● **SHORT PROBLEM**
Reproduce the lines of the data starting with the line containing "point: distant mountain ridge" and going on through the line containing "column 15, row 21", both included. Leave the pictures out of your answer.

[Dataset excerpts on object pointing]
* Start *

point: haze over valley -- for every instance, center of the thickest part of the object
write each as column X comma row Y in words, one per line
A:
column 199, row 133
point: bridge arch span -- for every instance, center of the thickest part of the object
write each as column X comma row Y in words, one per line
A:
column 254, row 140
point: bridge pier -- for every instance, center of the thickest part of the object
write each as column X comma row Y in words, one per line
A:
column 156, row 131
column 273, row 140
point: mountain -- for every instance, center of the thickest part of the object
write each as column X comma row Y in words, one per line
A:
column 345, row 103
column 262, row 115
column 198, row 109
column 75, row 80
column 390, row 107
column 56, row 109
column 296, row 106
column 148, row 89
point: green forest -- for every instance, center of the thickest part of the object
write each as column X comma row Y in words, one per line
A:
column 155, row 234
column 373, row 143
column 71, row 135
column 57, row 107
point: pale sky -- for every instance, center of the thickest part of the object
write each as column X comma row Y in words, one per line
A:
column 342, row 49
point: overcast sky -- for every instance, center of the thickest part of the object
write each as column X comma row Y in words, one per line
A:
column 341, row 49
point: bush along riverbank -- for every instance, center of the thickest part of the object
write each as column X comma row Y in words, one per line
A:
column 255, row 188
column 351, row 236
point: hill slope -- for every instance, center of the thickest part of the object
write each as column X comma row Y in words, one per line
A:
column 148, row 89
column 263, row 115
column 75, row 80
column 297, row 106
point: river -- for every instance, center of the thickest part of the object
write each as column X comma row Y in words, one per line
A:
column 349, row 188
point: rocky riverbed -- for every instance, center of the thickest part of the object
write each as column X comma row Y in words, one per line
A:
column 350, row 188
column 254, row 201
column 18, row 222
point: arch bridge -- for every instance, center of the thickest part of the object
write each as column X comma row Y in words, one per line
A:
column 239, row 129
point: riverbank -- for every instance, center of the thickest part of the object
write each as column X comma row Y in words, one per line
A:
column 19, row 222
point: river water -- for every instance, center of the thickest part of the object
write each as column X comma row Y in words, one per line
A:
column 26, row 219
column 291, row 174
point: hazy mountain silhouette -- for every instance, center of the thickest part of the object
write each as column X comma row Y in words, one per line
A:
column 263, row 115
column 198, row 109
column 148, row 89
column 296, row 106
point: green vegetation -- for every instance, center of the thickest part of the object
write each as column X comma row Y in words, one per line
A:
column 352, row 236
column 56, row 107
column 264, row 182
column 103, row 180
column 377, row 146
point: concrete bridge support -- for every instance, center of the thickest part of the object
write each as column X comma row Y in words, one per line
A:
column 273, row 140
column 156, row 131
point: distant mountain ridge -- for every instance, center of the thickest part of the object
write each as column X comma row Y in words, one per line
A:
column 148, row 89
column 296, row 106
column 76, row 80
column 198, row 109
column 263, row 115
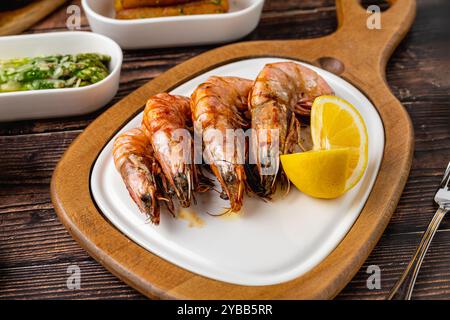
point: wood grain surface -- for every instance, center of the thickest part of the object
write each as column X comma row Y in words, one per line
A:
column 35, row 250
column 15, row 21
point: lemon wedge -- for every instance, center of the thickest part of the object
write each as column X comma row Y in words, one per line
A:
column 320, row 174
column 339, row 137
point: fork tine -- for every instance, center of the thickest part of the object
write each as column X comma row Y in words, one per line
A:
column 446, row 180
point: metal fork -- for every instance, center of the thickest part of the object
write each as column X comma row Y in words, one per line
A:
column 404, row 287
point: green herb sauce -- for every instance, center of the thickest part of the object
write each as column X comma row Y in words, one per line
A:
column 53, row 72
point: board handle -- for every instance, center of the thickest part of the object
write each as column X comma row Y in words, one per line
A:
column 358, row 37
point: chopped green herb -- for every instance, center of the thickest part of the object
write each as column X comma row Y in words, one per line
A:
column 53, row 72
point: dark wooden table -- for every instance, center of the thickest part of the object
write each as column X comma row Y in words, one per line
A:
column 36, row 250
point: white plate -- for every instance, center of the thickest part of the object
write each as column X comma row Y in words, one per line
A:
column 270, row 242
column 174, row 31
column 59, row 102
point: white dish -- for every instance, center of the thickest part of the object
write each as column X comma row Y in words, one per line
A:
column 174, row 31
column 268, row 243
column 59, row 102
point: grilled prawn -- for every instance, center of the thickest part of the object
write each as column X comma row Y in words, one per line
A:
column 280, row 91
column 166, row 119
column 134, row 159
column 217, row 109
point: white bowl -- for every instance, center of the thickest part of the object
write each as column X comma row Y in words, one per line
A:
column 59, row 102
column 174, row 31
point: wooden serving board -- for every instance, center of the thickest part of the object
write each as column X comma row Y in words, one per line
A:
column 354, row 52
column 16, row 21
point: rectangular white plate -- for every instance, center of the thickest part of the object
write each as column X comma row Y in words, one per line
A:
column 176, row 31
column 268, row 243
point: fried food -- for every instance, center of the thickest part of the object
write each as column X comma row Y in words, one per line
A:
column 190, row 8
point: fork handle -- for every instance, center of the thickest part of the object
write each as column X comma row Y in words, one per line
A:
column 404, row 287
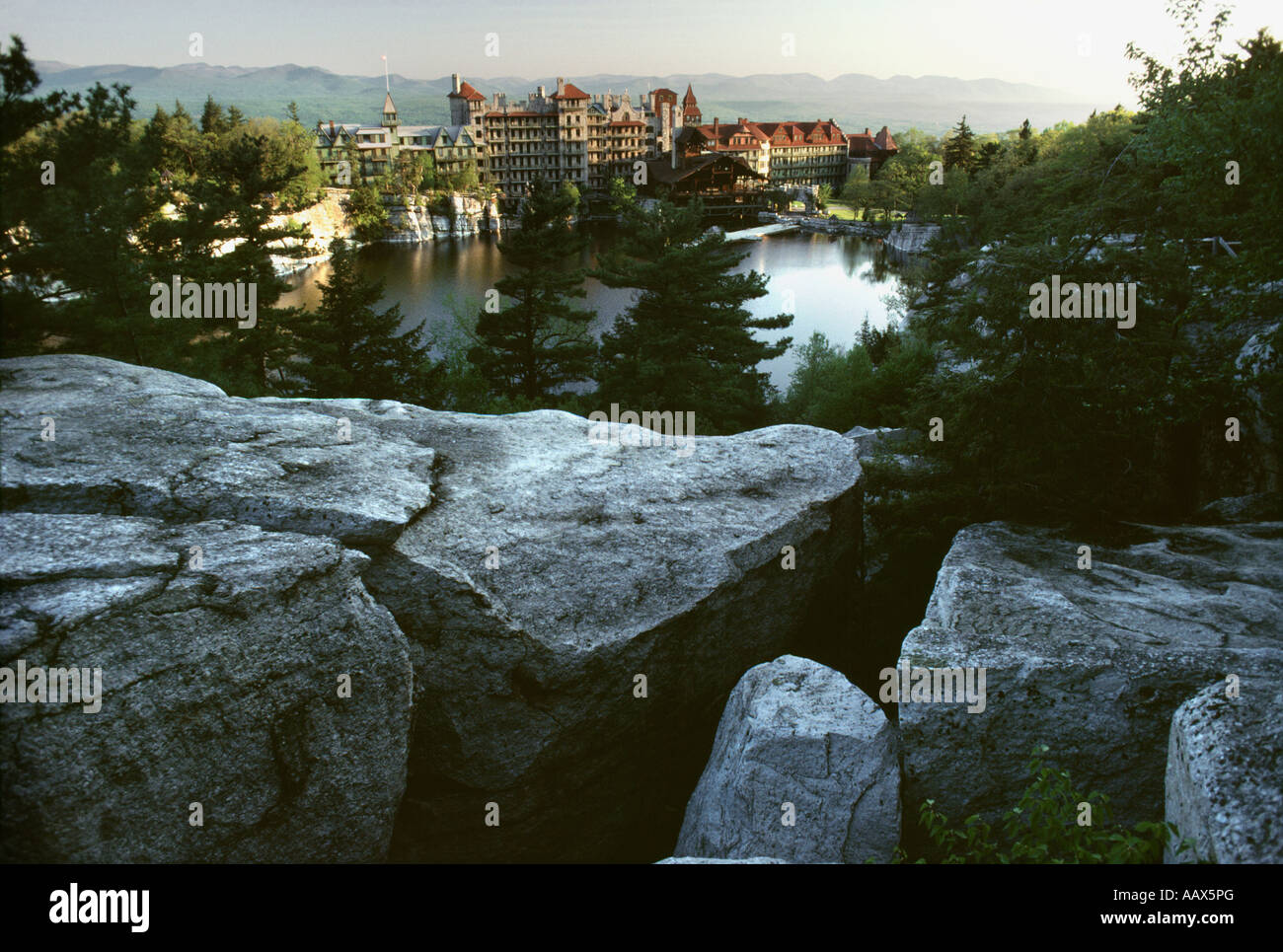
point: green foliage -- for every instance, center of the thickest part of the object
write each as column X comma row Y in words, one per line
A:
column 685, row 342
column 539, row 340
column 364, row 207
column 623, row 195
column 1044, row 828
column 960, row 148
column 868, row 385
column 350, row 349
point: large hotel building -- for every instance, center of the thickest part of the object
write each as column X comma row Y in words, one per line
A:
column 569, row 135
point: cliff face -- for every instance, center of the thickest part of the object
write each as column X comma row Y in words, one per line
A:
column 354, row 628
column 409, row 222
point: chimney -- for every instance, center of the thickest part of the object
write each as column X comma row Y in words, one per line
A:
column 674, row 135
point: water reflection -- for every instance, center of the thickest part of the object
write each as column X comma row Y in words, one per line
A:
column 829, row 282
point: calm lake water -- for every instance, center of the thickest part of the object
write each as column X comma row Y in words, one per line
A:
column 829, row 284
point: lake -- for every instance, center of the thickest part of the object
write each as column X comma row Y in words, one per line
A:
column 830, row 284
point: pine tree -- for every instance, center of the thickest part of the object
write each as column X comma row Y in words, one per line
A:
column 960, row 148
column 539, row 340
column 685, row 342
column 354, row 350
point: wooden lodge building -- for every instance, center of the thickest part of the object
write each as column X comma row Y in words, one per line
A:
column 725, row 183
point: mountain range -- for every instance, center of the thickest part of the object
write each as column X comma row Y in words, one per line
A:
column 855, row 101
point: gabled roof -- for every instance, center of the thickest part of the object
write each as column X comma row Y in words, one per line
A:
column 661, row 170
column 467, row 91
column 727, row 131
column 803, row 132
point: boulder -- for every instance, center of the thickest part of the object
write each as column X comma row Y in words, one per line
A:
column 219, row 686
column 1090, row 661
column 796, row 742
column 879, row 439
column 577, row 609
column 1224, row 782
column 706, row 861
column 1253, row 507
column 552, row 572
column 140, row 442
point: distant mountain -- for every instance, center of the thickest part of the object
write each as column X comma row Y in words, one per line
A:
column 855, row 101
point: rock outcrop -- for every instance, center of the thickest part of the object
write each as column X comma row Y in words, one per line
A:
column 804, row 768
column 411, row 220
column 576, row 611
column 221, row 654
column 1224, row 784
column 706, row 861
column 1090, row 661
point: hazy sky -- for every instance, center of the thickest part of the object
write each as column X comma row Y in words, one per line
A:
column 1076, row 45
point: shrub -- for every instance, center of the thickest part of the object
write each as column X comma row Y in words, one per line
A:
column 1043, row 828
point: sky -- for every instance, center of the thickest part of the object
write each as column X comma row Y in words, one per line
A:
column 1073, row 45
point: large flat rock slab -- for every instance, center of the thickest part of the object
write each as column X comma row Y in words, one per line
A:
column 804, row 768
column 1224, row 782
column 551, row 571
column 140, row 442
column 1091, row 662
column 219, row 687
column 576, row 610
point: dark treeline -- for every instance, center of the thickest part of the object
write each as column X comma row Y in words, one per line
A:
column 102, row 207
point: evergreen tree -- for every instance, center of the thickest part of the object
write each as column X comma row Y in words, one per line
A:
column 960, row 148
column 540, row 338
column 354, row 350
column 685, row 342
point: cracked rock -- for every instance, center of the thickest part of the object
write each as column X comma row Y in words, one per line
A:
column 219, row 687
column 1224, row 782
column 796, row 734
column 1090, row 661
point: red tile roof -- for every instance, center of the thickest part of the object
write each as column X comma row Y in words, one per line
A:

* End *

● **THE ANSWER**
point: distant mountain ridge -- for every instance, center of the thickest part of the object
write each as column X comma row Y in words, one per line
A:
column 148, row 89
column 296, row 106
column 76, row 80
column 198, row 109
column 263, row 115
point: wood grain surface -- for every instance, center of the thickest part of the object
write each as column X comma row Y in words, one per line
A:
column 35, row 250
column 15, row 21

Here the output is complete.